Set exercise 1: In the kernel patch excerpt below, why does the second alternative implementation idea require MADV_WIPEONFORK pages to be pinned?

Text excerpt:
☆ ☆ ☆ ☆ ☆ ☆ ☆

MADV_WIPEONSUSPEND only works on private, anonymous mappings.
The patch also adds MADV_KEEPONSUSPEND, to undo the effects of a
prior MADV_WIPEONSUSPEND for a VMA.

Hypervisors can issue ACPI S0->S3 and S3->S0 events to leverage this
functionality in a virtualized environment.

Alternative kernel implementation ideas:
 - Move the code that clears MADV_WIPEONFORK pages to a virtual
   device driver that registers itself to ACPI events.
 - Add prerequisite that MADV_WIPEONFORK pages must be pinned (so
   no faulting happens) and clear them in a custom/roll-your-own
   device driver on a NMI handler. This could work in a virtualized
   environment where the hypervisor pauses all other vCPUs before
   injecting the NMI.

[1] https://lore.kernel.org/lkml/20170811212829.29186-1-riel@redhat.com/

Signed-off-by: Adrian Catangiu <acatan@amazon.com>
---
 include/linux/mm.h                     |  2 +
 include/uapi/asm-generic/mman-common.h |  3 +
 kernel/power/suspend.c                 | 82 ++++++++++++++++++++++++++
 mm/madvise.c                           | 17 ++++++
 4 files changed, 104 insertions(+)

diff --git a/include/linux/mm.h b/include/linux/mm.h
index 0334ca97c584..939eb80fabbb 100644
--- a/include/linux/mm.h
+++ b/include/linux/mm.h
@@ -298,11 +298,13 @@ extern unsigned int kobjsize(const void *objp);
 #define VM_HIGH_ARCH_BIT_2	34	/* bit only usable on 64-bit architectures */
 #define VM_HIGH_ARCH_BIT_3	35	/* bit only usable on 64-bit architectures */
 #define VM_HIGH_ARCH_BIT_4	36	/* bit only usable on 64-bit architectures */
+#define VM_HIGH_ARCH_BIT_5	37	/* bit only usable on 64-bit architectures */
 #define VM_HIGH_ARCH_0	BIT(VM_HIGH_ARCH_BIT_0)
 #define VM_HIGH_ARCH_1	BIT(VM_HIGH_ARCH_BIT_1)
 #define VM_HIGH_ARCH_2	BIT(VM_HIGH_ARCH_BIT_2)
 #define VM_HIGH_ARCH_3	BIT(VM_HIGH_ARCH_BIT_3)
 #define VM_HIGH_ARCH_4	BIT(VM_HIGH_ARCH_BIT_4)

☆ ☆ ☆ ☆ ☆ ☆ ☆

Extracted records:
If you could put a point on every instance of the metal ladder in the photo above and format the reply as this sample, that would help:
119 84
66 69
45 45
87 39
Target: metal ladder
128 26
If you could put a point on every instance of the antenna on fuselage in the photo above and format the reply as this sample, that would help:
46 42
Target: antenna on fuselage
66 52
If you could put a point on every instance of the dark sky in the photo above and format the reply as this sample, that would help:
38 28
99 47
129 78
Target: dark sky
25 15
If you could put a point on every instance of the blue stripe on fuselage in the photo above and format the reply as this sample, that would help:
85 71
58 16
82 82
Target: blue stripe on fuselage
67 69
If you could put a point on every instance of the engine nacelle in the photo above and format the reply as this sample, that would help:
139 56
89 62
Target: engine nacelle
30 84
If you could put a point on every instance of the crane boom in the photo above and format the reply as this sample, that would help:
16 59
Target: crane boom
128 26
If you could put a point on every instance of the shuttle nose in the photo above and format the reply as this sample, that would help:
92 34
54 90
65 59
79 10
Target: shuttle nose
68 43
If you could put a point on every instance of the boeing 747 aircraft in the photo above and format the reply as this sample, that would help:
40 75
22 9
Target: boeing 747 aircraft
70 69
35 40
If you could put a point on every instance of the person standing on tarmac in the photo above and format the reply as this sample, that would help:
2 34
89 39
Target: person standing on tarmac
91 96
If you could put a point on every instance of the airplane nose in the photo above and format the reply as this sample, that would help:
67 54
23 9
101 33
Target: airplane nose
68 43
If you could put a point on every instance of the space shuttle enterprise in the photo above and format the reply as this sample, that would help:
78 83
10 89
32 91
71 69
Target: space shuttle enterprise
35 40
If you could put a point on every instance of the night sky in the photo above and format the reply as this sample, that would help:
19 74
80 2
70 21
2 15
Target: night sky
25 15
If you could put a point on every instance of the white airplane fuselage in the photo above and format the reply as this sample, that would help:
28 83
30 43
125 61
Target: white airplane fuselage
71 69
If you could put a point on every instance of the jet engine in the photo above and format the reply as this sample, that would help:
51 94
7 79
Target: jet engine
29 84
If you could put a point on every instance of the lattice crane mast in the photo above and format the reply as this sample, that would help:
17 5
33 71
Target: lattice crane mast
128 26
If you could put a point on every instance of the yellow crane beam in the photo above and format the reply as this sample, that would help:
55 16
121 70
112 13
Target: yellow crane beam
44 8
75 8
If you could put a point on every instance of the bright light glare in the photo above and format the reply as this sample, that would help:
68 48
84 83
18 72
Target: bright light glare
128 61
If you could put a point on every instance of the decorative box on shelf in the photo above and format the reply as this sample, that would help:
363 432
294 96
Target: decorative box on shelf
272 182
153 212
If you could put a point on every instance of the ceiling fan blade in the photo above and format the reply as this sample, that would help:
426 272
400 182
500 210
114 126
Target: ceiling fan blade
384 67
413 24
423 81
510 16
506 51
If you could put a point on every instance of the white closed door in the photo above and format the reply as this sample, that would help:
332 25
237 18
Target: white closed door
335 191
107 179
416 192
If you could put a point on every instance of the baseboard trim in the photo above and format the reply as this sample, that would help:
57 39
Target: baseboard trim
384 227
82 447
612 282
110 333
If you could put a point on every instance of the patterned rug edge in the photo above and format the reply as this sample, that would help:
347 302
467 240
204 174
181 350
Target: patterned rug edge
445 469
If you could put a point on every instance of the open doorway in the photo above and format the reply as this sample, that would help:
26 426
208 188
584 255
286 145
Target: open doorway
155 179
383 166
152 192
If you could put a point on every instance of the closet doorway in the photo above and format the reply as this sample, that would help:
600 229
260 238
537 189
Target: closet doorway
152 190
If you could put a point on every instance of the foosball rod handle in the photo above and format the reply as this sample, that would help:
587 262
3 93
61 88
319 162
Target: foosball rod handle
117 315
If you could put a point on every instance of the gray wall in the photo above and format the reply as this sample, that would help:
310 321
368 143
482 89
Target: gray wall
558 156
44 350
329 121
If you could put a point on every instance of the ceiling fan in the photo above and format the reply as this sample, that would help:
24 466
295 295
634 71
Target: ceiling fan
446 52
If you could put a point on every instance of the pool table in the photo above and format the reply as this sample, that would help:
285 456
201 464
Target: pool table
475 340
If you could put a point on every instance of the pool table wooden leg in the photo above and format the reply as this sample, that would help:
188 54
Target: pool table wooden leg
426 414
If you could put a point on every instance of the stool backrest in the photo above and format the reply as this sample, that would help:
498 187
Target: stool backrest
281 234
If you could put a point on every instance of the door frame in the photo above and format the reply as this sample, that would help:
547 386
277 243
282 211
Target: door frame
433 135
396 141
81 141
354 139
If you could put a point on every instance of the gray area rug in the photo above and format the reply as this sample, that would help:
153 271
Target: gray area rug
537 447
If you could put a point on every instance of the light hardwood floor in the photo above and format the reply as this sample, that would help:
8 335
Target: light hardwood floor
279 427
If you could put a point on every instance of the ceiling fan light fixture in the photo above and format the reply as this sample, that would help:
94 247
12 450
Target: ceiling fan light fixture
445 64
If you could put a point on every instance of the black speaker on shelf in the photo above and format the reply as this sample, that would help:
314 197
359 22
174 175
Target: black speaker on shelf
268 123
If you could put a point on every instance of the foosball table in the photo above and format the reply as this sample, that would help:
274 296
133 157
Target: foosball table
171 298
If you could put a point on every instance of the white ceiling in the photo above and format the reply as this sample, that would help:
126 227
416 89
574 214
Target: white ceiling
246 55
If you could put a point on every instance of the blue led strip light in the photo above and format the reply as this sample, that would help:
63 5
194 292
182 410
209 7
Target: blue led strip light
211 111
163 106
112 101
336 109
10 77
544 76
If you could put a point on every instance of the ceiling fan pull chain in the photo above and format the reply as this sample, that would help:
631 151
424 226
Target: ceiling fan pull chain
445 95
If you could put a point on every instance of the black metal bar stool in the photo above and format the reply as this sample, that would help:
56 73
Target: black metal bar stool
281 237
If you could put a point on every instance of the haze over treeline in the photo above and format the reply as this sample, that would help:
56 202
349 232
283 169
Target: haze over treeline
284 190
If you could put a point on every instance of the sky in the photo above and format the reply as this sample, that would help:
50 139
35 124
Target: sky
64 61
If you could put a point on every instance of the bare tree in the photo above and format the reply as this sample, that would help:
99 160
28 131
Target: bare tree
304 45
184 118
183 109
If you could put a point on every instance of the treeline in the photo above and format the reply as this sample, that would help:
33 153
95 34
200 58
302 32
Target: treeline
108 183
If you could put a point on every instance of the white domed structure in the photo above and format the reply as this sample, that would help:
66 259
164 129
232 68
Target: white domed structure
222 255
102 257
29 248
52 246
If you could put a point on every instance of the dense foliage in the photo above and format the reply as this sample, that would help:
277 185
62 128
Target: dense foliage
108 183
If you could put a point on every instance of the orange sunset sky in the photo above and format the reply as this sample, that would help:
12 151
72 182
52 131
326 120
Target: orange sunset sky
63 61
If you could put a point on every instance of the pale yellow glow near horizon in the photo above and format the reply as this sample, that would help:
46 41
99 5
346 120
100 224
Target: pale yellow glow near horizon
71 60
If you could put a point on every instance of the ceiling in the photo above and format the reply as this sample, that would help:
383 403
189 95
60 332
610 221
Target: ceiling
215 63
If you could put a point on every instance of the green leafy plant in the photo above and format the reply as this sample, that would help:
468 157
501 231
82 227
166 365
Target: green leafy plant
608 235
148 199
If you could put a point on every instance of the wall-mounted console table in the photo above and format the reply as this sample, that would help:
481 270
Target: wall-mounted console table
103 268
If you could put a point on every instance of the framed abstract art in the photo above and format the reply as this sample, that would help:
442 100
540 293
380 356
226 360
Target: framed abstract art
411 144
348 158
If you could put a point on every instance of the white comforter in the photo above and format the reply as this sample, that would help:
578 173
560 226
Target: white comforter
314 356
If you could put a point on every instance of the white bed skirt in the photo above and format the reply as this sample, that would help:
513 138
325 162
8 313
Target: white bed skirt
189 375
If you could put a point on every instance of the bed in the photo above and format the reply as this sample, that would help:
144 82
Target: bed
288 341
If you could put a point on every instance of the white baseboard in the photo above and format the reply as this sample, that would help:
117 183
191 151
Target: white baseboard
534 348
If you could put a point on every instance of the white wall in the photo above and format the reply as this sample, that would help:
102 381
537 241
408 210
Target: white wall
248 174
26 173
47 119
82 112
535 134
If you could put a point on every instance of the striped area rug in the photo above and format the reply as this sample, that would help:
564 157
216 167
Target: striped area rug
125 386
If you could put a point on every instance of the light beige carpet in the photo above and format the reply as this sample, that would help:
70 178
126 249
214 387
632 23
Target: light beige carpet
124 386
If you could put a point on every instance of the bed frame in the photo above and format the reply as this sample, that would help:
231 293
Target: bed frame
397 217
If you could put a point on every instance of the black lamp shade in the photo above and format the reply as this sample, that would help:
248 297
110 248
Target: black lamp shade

☆ ☆ ☆ ☆ ☆ ☆ ☆

Set exercise 2: How many lines of the records above contain the string "area"? Reply with the number only.

Exercise output 1: The second alternative would clear MADV_WIPEONFORK pages in a custom device driver on an NMI handler. It requires those pages to be pinned so that no faulting happens.

Exercise output 2: 4